§ Exercise description:
In the material below, repeat only the lines from the one that holds "[mark] necklace (a" through the final line, exactly as they stand.

--------------------------------

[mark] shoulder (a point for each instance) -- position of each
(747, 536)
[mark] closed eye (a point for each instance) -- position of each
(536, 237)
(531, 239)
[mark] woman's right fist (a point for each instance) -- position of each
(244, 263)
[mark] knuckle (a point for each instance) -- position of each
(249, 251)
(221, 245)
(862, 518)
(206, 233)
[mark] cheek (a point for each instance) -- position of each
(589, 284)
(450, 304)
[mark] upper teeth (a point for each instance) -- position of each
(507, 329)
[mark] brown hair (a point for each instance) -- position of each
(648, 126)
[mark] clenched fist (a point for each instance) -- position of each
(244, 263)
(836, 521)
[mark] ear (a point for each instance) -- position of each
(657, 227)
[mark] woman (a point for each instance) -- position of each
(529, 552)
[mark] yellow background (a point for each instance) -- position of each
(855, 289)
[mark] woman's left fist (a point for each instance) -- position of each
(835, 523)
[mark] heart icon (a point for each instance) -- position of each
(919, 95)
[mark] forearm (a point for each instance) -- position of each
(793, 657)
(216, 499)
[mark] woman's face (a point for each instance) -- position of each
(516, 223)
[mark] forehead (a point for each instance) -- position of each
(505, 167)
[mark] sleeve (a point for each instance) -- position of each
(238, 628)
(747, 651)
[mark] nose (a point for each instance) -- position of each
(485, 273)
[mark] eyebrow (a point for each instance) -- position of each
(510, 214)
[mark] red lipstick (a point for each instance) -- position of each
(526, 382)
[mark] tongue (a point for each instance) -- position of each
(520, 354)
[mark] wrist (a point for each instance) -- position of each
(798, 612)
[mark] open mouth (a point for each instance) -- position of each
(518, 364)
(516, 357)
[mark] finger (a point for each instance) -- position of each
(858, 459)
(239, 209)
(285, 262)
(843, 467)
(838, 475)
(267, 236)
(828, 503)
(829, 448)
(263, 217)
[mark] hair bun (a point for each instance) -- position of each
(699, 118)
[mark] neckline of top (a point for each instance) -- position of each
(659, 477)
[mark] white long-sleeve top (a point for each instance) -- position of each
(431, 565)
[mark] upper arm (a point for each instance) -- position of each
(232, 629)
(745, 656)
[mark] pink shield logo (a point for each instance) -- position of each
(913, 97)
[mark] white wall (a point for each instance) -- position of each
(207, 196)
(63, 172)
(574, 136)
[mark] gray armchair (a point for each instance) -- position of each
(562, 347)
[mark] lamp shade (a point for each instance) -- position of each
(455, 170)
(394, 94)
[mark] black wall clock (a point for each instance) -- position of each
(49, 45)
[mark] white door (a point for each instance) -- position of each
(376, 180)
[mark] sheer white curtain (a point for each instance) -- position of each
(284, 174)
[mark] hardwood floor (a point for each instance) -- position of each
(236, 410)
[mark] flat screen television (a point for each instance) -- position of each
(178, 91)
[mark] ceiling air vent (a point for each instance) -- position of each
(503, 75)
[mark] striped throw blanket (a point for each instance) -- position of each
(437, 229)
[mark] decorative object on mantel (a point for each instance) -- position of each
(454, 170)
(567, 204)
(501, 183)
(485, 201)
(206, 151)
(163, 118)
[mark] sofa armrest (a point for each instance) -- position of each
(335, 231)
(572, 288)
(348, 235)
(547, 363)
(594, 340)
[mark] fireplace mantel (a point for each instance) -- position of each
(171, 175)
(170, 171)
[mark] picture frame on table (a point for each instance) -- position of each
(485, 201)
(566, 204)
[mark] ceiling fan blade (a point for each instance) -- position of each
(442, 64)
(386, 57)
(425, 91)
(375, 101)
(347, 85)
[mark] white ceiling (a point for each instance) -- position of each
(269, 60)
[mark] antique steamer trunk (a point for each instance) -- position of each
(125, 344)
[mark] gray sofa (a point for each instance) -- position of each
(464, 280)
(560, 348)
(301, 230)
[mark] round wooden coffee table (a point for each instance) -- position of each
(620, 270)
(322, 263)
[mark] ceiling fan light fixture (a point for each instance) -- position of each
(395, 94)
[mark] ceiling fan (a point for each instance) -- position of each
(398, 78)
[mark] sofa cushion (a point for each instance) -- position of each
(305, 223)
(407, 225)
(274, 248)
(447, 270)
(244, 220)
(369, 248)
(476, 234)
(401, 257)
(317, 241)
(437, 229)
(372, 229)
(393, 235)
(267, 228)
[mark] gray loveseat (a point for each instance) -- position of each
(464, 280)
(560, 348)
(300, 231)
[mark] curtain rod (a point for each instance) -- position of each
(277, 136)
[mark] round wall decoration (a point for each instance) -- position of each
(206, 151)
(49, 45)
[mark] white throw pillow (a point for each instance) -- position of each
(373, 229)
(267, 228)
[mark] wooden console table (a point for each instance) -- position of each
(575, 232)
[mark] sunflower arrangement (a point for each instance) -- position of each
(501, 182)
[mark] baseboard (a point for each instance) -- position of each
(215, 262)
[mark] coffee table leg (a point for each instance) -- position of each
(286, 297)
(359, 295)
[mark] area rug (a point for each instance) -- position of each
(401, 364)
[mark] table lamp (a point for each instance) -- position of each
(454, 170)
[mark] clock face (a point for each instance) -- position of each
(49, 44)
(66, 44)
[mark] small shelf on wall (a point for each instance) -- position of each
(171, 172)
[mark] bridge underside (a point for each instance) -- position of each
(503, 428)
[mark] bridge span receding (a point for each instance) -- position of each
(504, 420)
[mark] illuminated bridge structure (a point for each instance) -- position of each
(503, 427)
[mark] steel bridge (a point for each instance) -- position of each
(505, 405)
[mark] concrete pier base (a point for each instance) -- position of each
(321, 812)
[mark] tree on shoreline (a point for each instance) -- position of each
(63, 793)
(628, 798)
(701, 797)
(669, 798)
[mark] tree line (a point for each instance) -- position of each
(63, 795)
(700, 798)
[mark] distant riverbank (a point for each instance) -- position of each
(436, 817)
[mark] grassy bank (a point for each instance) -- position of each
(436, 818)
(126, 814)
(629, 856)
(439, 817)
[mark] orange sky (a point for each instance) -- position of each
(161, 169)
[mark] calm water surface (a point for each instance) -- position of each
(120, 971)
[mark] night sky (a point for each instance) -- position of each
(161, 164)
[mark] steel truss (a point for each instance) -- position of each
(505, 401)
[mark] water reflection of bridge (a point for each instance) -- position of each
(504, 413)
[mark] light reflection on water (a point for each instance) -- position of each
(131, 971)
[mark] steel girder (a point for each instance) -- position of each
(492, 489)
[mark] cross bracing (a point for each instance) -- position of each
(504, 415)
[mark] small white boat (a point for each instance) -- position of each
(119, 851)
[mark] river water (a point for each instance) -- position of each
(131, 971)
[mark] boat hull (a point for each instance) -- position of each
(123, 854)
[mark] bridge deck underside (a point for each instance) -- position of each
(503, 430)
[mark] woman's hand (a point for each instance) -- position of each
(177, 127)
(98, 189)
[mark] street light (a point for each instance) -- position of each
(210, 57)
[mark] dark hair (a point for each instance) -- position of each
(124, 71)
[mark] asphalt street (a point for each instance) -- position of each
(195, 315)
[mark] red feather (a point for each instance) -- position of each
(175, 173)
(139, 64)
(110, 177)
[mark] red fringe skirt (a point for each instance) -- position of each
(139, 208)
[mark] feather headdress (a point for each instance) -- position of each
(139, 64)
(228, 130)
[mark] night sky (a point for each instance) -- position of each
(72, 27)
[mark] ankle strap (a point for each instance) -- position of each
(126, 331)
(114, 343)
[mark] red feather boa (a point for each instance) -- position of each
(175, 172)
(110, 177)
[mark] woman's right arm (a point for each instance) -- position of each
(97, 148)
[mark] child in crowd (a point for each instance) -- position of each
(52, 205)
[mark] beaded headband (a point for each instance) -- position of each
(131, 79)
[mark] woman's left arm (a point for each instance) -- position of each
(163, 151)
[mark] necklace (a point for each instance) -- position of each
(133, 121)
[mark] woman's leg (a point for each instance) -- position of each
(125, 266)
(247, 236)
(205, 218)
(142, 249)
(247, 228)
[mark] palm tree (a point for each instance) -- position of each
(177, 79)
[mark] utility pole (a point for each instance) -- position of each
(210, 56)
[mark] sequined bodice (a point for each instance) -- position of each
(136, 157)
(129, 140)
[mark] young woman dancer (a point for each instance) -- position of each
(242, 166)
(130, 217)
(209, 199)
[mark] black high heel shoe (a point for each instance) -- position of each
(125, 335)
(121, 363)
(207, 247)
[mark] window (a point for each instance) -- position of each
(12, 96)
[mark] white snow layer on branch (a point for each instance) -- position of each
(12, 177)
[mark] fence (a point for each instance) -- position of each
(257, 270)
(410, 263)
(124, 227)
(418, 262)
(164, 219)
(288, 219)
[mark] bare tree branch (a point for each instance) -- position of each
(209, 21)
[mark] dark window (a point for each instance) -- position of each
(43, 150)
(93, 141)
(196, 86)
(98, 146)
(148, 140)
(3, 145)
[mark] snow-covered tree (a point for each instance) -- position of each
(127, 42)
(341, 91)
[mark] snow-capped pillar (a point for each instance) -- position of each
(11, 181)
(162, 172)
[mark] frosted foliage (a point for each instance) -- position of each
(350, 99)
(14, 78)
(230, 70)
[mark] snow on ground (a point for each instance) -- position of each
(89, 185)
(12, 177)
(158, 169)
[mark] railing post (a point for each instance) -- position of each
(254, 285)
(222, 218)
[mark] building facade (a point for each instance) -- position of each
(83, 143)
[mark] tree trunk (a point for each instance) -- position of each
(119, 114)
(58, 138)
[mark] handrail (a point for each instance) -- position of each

--------------------------------

§ Worked solution:
[mark] necklace (a point for each instance) -- position of each
(133, 121)
[mark] woman's leg (a point for each instance) -- position of each
(125, 266)
(247, 236)
(205, 218)
(142, 249)
(247, 228)
[mark] palm tree (a point for each instance) -- position of each
(177, 79)
[mark] utility pole (a point for each instance) -- position of each
(210, 56)
[mark] sequined bodice (a point for each instance) -- position of each
(136, 157)
(129, 140)
[mark] young woman dancer (a point for each instance) -- position of each
(242, 166)
(130, 217)
(209, 199)
[mark] black high heel shoe (a point for each instance) -- position of each
(125, 335)
(121, 363)
(207, 247)
[mark] window (a point for each instance) -- position of each
(12, 96)
[mark] white snow layer on branch (a point for each instance) -- position of each
(12, 177)
[mark] fence (a point for each instance) -- position of each
(257, 270)
(410, 263)
(124, 227)
(418, 262)
(164, 219)
(288, 219)
[mark] bare tree branch (a point for each instance) -- position of each
(209, 21)
[mark] dark window (a point for each instance) -- position of each
(43, 150)
(93, 141)
(196, 86)
(98, 146)
(148, 140)
(3, 145)
[mark] snow-covered tree (a point for each instance) -- position of each
(127, 42)
(341, 91)
[mark] snow-capped pillar (a point for each instance) -- position of each
(11, 181)
(162, 172)
[mark] frosted foliage (a point for each instance) -- position of each
(350, 99)
(14, 78)
(230, 70)
[mark] snow on ground (a point for each instance) -- position of each
(89, 185)
(12, 177)
(158, 169)
[mark] railing post (a point for each instance) -- position of each
(254, 285)
(222, 218)
[mark] building facade (a point for each instance) -- position of each
(83, 143)
[mark] tree trunk (a point for each instance) -- position of each
(119, 114)
(58, 138)
[mark] handrail (a point for each instance) -- position of each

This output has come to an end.